ASSIGNMENT =>
Every line of the data below should be printed exactly.

┌─ RECORDED DATA

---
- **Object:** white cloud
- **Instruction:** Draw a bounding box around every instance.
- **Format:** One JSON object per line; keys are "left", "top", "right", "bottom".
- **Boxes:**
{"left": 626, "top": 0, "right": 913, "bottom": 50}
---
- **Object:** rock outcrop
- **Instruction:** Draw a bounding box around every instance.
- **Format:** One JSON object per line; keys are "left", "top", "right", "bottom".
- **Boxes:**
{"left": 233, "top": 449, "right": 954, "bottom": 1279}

└─

REPLY =>
---
- **Object:** white cloud
- **Instruction:** Draw a bounding box around every instance.
- **Format:** One JSON object per line; keys are "left", "top", "right", "bottom".
- **Boxes:**
{"left": 626, "top": 0, "right": 913, "bottom": 50}
---
- **Object:** rock outcrop
- **Instruction:** Draw a bounding box around every instance.
- **Format:** One JSON object per line; keys are "left", "top", "right", "bottom".
- **Boxes:**
{"left": 233, "top": 449, "right": 954, "bottom": 1279}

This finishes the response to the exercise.